◆ **Work item**
Rewrite the forum thread on mtDNA haplogroups J and T from "# Population Genetics" through "European don't ?", substituting "Finland" for "Scandinavia" wherever it occurs.

◆ **Exercise passage**
- Opening Delimiter -

# Population Genetics > mtDNA Haplogroups >  How did Mtdna J and T come To Northern Europe?

## spongetaro

I know Haplogroup Mtdna T and J are found in great amount among northern European countries (Scandinavia, Scotland, Russia) but also in Greece. 
These two haplogroup are said to have originated in the Middle east, but how come we found such a great number of northern European people who carry J and T while Spain, France and Italy have relatively few ??

----------


## spongetaro

Does this mean that Greeks , Russian and some Northern European people share common ancestors on the maternal side that South Western European don't ?
To which culture or ydna haplogroup can we link those two mtdna haplogroup ?

----------


## Carlitos

Are in many cases that can lead haplogroups in Europe 10,000 years. Haplogroup J is my mother and I'm from southern Europe, both love the north of Europe and also in southern Spain and up to 37 now match that took two people are with Irish surnames and a francophone surname I do not know why, perhaps in my case the solution is in the Kingdom of Tartessos probably never know.

----------


## Maciamo

Both came during the Neolithic, with the spread of agriculture from the Balkans to Germany (LBK culture). Both haplogroups were confirmed in ancient samples from the LBK culture in Germany, although both at lower frequency than today.

Haplogroup J has been associated with increased heat production by the mitochondria, therefore providing an evolutionary advantage for northern climates. This may explain why this haplogroup became so common in Scandinavia, and especially in Norway (12%). In comparison, Middle-Eastern Y-DNA (hg E, G, J) make up about 10% of the population in North Germany, 5% in Denmark and 2.5% in Sweden and Norway. MtDNA frequencies are much more likely to vary in time if they can confer an advantage in a particular climate.

Haplogroup T is also extremely common in the Eurasian steppe and indubitably has connections with the Indo-Europeans, as attested by the ancient DNA from the Bronze Age in the Pontic steppes and Central Asia.

Incidentally, haplogroups J and T account for about 20% of the lineages in Italy, so it isn't little. Keep in mind that Middle Eastern lineages also included many subclades of H and K as well as haplogroups that are rarer in Europe like N1a, X2, U1, U7, U8 and U9. 

Note that mtDNA haplogroup T, N1a and X2 have a strong affinity with the Caucasus, and surely correlate with Y-haplogroup G2a (and to a lower extent J2). Haplogroups U1, U8 and K peak in Anatolia and northern Mesopotamia (homeland of J2), but are also found in the Caucasus and beyond. 

Haplogroups T and K are both quite common in the Eurasian steppes and surely represent the maternal counterpart of the migration of R1b1b from Anatolia to the Pontic steppes. This would explain why both haplogroups are so common in Europe and Central Asia, despite having originated in the Middle East. In Europe, K reaches its highest frequency around the Alps, in South and West Germany and Belgium, i.e. areas where R1b1b2a first settled, and which evolved into the advanced Celtic cultures of Hallstatt and La Tène.

- Closing Delimiter -

◆ **Source material**
- Opening Delimiter -

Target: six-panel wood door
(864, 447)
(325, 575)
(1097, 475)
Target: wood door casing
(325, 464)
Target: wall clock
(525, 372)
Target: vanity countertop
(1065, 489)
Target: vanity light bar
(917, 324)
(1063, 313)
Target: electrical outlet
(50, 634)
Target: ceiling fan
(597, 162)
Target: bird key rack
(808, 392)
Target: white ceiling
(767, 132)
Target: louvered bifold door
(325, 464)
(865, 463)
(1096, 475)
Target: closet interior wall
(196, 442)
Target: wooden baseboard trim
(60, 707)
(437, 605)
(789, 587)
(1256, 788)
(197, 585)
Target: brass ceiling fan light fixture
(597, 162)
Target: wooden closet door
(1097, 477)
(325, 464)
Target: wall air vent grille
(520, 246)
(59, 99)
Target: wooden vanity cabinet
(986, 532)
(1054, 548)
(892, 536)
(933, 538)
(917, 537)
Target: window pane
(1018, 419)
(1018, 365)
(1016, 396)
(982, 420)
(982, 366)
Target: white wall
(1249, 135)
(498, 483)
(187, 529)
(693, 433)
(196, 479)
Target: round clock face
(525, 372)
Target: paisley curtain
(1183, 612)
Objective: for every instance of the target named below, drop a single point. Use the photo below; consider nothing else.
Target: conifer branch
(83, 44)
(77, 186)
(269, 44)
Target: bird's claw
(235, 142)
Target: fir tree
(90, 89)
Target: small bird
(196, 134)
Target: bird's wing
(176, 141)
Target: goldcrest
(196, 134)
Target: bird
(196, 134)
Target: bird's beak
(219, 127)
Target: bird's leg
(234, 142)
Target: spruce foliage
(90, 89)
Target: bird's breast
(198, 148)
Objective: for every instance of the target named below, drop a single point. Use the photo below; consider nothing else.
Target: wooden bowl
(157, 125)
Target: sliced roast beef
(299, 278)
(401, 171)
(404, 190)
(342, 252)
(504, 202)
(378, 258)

- Closing Delimiter -

◆ **Problem solution**
# Population Genetics > mtDNA Haplogroups >  How did Mtdna J and T come To Northern Europe?

## spongetaro

I know Haplogroup Mtdna T and J are found in great amount among northern European countries (Finland, Scotland, Russia) but also in Greece. 
These two haplogroup are said to have originated in the Middle east, but how come we found such a great number of northern European people who carry J and T while Spain, France and Italy have relatively few ??

----------


## spongetaro

Does this mean that Greeks , Russian and some Northern European people share common ancestors on the maternal side that South Western European don't ?